EXTRACT PROVIDED:
# Question on Curvilinear Motion

• Feb 6th 2011, 03:37 PM
Question on Curvilinear Motion
This is from Applications of the Derivative under Curvilinear Motion:

So a rocket follows a path given by y=x-(1/90)x^3. Distance in km.
If the horizontal velocity is Vx=x, find the magnitude and direction of the velocity when the rocket hits the ground, if time is in minutes.

So I have so far = I do the product rule
dx/dy=1-(1/90)x^3 + x-(1/30)x^2(dx/dt)
So then I multiply by 90 to get rid of the 90 and 30.

So I have now
Vy=-x^3+90X-0.1x^3
Gives me now
Vy = -1.1x^3+90x

I am stuck at this part and I don't know if I did this correct??
How do I solve with Vx=x???
Can someone direct me in the right direction.
Thanks
Joanne
• Feb 6th 2011, 03:59 PM
alexmahone
Quote:

This is from Applications of the Derivative under Curvilinear Motion:

So a rocket follows a path given by y=x-(1/90)x^3. Distance in km.
If the horizontal velocity is Vx=x, find the magnitude and direction of the velocity when the rocket hits the ground, if time is in minutes.

So I have so far = I do the product rule
dx/dy=1-(1/90)x^3 + x-(1/30)x^2(dx/dt)
So then I multiply by 90 to get rid of the 90 and 30.

So I have now
Vy=-x^3+90X-0.1x^3
Gives me now
Vy = -1.1x^3+90x

I am stuck at this part and I don't know if I did this correct??
How do I solve with Vx=x???
Can someone direct me in the right direction.
Thanks
Joanne

When the rocket hits the ground,

$\displaystyle y=0$

$\displaystyle x-\frac{x^3}{90}=0$

Solve for $\displaystyle x$.

------------------------------------------------------------------------------------------------

$\displaystyle y=x-\frac{x^3}{90}$

Differentiating both sides wrt $\displaystyle t$,

$\displaystyle \frac{dy}{dt}=(1-\frac{x^2}{30})\frac{dx}{dt}$

Using $\displaystyle \frac{dx}{dt}=x$, we get

$\displaystyle \frac{dy}{dt}=(1-\frac{x^2}{30})x$

Now, substitute the value of $\displaystyle x$ you previously found to find the velocity vector $\displaystyle \vec{v}=\frac{dx}{dt}\hat{i}+\frac{dy}{dt}\hat{j}$.
• Feb 6th 2011, 04:32 PM
So I get 90x-x^3=0
For some stupid reason I forgot this part.
is it 90=x^3/x ???
so I have 90=x^2
So x =9.4868??

In my question when it said Vx=x, how is that used??
I am a bit lost on this one.
• Feb 6th 2011, 04:45 PM
alexmahone
Quote:

So I get 90x-x^3=0
For some stupid reason I forgot this part.
is it 90=x^3/x ???

LISTED ENTRIES:
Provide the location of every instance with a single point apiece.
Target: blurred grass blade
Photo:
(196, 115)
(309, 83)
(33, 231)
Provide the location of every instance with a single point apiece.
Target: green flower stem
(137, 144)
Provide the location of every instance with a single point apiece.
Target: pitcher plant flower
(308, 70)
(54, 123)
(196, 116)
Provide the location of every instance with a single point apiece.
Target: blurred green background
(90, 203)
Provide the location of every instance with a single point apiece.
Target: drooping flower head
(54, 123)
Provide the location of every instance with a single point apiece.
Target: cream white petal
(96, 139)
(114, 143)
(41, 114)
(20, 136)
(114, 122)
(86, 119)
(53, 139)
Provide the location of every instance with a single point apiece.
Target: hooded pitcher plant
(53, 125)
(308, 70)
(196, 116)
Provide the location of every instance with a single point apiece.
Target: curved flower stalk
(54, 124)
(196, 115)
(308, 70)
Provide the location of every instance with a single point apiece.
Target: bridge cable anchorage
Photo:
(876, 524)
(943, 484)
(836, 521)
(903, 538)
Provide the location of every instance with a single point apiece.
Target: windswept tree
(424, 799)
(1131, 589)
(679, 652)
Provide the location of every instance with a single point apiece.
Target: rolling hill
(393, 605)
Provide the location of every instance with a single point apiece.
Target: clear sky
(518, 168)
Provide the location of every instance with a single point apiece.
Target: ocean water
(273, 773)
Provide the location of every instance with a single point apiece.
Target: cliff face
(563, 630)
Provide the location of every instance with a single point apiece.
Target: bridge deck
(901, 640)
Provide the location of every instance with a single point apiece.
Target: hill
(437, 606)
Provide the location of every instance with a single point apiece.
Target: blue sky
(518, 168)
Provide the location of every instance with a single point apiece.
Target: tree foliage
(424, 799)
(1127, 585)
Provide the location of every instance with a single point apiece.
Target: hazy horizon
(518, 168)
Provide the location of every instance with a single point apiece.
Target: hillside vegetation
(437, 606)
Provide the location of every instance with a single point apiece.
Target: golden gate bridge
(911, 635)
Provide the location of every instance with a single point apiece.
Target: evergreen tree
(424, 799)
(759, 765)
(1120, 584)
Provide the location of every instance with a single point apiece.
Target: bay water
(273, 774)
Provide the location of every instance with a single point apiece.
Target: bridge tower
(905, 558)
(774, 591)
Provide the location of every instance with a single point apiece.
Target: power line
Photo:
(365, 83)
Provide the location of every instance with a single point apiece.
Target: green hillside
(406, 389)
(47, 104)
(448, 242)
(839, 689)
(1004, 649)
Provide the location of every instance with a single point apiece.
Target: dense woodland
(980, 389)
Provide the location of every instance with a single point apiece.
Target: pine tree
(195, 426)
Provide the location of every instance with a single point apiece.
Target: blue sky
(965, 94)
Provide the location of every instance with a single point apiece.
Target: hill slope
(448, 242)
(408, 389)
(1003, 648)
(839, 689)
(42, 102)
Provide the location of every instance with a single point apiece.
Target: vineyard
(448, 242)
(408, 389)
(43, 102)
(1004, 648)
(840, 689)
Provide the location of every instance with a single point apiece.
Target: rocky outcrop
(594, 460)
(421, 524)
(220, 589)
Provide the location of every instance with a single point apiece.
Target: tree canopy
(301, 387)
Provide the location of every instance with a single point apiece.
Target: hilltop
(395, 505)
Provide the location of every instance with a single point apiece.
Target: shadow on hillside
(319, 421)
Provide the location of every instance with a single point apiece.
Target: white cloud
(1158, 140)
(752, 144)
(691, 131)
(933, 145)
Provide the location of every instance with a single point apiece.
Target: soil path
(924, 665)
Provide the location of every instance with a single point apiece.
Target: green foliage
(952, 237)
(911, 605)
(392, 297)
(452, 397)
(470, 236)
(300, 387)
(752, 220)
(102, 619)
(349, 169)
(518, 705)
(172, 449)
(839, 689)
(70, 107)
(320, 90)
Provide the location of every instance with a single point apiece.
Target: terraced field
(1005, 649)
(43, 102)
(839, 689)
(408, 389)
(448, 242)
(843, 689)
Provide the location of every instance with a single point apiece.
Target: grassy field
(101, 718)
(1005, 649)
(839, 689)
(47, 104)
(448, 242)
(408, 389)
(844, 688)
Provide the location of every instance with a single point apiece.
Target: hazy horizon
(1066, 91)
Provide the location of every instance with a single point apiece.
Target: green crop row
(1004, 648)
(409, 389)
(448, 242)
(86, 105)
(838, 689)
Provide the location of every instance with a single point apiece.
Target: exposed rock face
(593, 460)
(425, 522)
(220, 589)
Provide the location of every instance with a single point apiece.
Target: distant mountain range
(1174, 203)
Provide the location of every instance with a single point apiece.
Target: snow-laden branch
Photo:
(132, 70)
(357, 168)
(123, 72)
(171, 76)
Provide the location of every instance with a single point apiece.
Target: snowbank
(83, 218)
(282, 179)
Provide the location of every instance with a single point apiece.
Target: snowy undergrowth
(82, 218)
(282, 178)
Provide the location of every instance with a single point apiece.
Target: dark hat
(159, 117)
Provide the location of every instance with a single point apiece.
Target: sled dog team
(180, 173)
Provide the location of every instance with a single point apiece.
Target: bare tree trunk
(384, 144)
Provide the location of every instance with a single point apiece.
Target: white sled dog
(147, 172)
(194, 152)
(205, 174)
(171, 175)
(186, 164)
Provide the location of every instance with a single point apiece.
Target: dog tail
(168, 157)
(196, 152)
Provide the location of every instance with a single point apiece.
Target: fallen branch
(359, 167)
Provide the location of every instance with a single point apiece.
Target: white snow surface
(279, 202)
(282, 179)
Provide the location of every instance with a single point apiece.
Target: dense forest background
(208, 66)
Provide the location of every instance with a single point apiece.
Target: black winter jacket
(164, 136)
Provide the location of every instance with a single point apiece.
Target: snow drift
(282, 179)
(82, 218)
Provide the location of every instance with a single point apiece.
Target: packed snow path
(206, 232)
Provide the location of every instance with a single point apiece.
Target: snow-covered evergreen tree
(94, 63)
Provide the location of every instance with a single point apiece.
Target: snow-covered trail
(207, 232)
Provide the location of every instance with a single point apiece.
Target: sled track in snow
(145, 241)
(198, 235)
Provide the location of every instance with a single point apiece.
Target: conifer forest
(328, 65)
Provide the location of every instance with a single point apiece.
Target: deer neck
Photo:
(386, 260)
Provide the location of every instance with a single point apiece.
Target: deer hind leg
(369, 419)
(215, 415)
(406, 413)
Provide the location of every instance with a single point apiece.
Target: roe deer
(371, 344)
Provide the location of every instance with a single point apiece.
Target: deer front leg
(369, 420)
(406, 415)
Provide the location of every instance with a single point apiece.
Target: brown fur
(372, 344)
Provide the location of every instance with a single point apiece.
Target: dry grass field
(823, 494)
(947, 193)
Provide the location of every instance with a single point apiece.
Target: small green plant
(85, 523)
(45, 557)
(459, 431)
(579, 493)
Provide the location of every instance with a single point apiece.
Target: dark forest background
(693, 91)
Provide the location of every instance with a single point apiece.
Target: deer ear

JOB 1:
According to the forum thread, what is the path the rocket follows?
JOB 2:
Echo the part of the forum thread that falls between "Now, substitute the" and "is that used??", inclusive.

TASK OUTPUT 1:
y = x - (1/90)x^3, with distance in km.

TASK OUTPUT 2:
Now, substitute the value of $\displaystyle x$ you previously found to find the velocity vector $\displaystyle \vec{v}=\frac{dx}{dt}\hat{i}+\frac{dy}{dt}\hat{j}$.
• Feb 6th 2011, 04:32 PM
So I get 90x-x^3=0
For some stupid reason I forgot this part.
is it 90=x^3/x ???
so I have 90=x^2
So x =9.4868??

In my question when it said Vx=x, how is that used??